[提示文]:
________________________________________
心の鏡 ご隠居さん(二) (文春文庫 の 20-2)
心の鏡 ご隠居さん(二) (文春文庫 の 20-2) / 感想・レビュー
はつばあば
鏡を磨くのも心を磨くのも、人の話が聞けることが基本じゃないかしらと梟助さんの生き方を見習いたいと思う私がいる。人をクタタメル(信州じゃそう云うのだそうです)言葉の氾濫する今、江戸時代の熊さん八つあんの長屋暮らしと今の高齢者の生き方をどうしても比較してしまう。医療の発達で長生きし過ぎて、尚且つ子供達も自主自立。もしくは親依存。同じ下流老人なのだが、技術が発達するにつれ金属の冷たさを感じる現代と、貧しさの中にぬくもりを感じる江戸庶民の生活。落語と時代物に酔えるのは、その温かさを求めてのことだと一人うなずく。
2015/09/18
み
続けてシリーズ2作目、さくさくと♪1作目よか楽しみましたが、ちと苦手な感じ…。ご隠居さまもお客さんも、お話し相手が欲しいのよね、話し相手に困らないよう、友人は大事だわ(^o^)
2016/01/11
ひさか
2015年9月文春文庫刊。書き下ろし。シリーズ2作目。松山鏡、祭囃子が流れて、婦唱夫随、夏の讃歌、心の鏡、の5つの連作短編。相当に古い白銅鏡を磨ぐ「心の鏡」が秀逸。梟助が旅稼ぎの鏡磨師の師匠から伝えられたという心構えと手法、鏡磨ぎの様子が興味深く楽しく夢中になってしまった。「夏の讃歌」は梟助ではなく鏡磨ぎのお客さんが語る話として構成されていて連作の間口の広さを感じます。次作も楽しみ。
________________________________________
[練習問題]:
1) 『心の鏡』の感想で、ひさかが5つの連作短編のうち秀逸だとしているのはどの話か。
2) 『心の鏡』の感想の文章を、最後の文の後から書き継げ。
項目はこの作業では使わない。

[提供項目]:
________________________________________
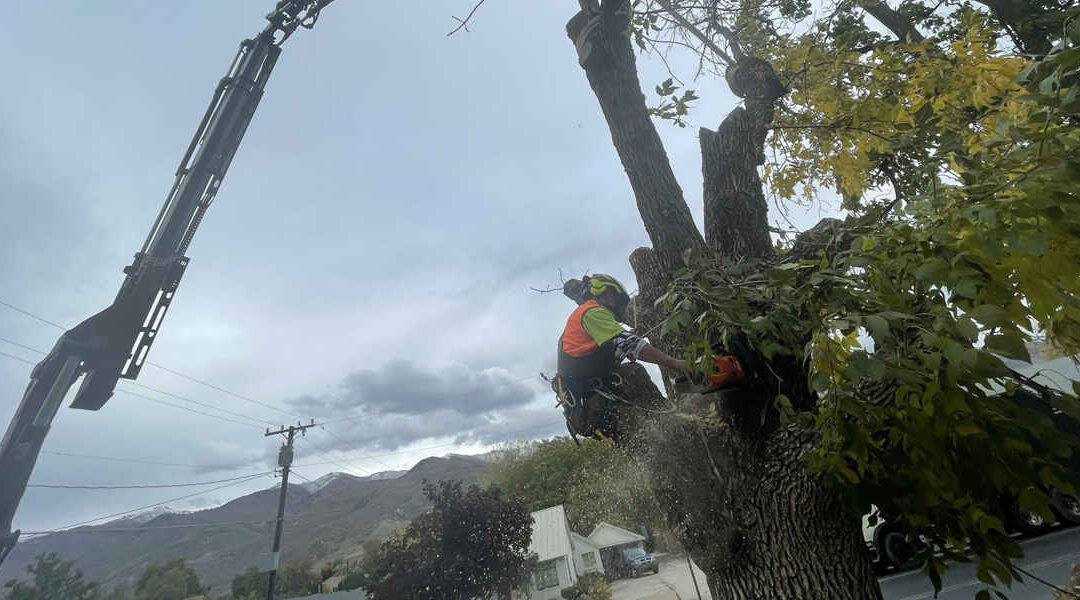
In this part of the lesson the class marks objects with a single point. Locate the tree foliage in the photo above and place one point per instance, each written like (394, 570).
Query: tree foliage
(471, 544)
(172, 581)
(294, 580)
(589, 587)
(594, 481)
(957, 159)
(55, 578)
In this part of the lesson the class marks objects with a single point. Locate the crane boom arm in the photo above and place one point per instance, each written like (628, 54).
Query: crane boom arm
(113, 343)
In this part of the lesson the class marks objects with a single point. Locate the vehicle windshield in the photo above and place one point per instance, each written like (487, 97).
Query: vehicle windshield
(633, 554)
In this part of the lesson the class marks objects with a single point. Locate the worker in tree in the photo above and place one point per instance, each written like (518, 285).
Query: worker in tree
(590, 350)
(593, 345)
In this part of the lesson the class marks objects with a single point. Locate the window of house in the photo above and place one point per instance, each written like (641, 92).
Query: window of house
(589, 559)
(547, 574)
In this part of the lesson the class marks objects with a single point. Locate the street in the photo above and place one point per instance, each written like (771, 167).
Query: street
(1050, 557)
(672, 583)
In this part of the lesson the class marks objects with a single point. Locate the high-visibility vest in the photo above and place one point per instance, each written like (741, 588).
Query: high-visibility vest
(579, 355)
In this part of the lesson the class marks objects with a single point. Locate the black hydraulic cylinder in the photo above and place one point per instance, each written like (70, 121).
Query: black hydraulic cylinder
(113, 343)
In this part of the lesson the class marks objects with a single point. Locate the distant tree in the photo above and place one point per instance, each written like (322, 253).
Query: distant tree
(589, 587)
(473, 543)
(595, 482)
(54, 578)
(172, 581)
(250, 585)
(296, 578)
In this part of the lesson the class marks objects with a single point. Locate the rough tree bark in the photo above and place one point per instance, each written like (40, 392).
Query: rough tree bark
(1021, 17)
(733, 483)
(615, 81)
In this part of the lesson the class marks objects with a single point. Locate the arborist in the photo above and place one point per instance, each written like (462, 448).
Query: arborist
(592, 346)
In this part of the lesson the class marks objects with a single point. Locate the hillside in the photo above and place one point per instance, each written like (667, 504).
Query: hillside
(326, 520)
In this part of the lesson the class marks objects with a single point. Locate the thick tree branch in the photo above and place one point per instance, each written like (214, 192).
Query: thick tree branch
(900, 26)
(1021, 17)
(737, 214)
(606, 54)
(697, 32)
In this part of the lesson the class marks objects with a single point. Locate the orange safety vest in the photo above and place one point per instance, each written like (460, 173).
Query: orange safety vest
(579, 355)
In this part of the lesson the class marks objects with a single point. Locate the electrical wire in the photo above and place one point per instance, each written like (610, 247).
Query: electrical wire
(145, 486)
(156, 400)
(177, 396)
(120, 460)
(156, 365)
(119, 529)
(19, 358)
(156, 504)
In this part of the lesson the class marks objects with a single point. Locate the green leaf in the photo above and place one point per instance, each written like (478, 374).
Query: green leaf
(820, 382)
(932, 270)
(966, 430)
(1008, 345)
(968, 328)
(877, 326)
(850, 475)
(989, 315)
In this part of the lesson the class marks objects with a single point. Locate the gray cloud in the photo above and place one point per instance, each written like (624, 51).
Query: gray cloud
________________________________________
[解答例]:
1) 相当に古い白銅鏡を磨ぐ「心の鏡」。

2)
2021/09/12
onasu
江戸の商家や武家を、鏡磨ぎで回る梟助(きょうすけ爺さん、と言われるのは好かないよう)の第二弾。 読者には、初編で小間物問屋の「ご隠居さん」と明かされているが、作中では話し上手で聞き上手、特に落語には詳しい博識で、「何者だ」てのは控え目になったけど、数ヶ月毎に訪れる先では、磨ぎながらの話しを心待ちにしているところも少なくない。 お得意さんを掴むには、技巧もさることながら話術も大きい、とは古今を問わない。そんな中、表題作だけは、古い鏡に纏わる不思議と磨く技巧が前面に出た中編で、上手く趣向を変えている。
2015/09/29
タツ フカガワ
シリーズ2作目。短編5話を収録。梟助は博識で話が面白い爺で得意先から来訪が待たれている鏡磨ぎ師だが、表題作は垢にまみれた古代白銅鏡を一心に磨ぐ姿を描いた話で、これがいちばん面白かった。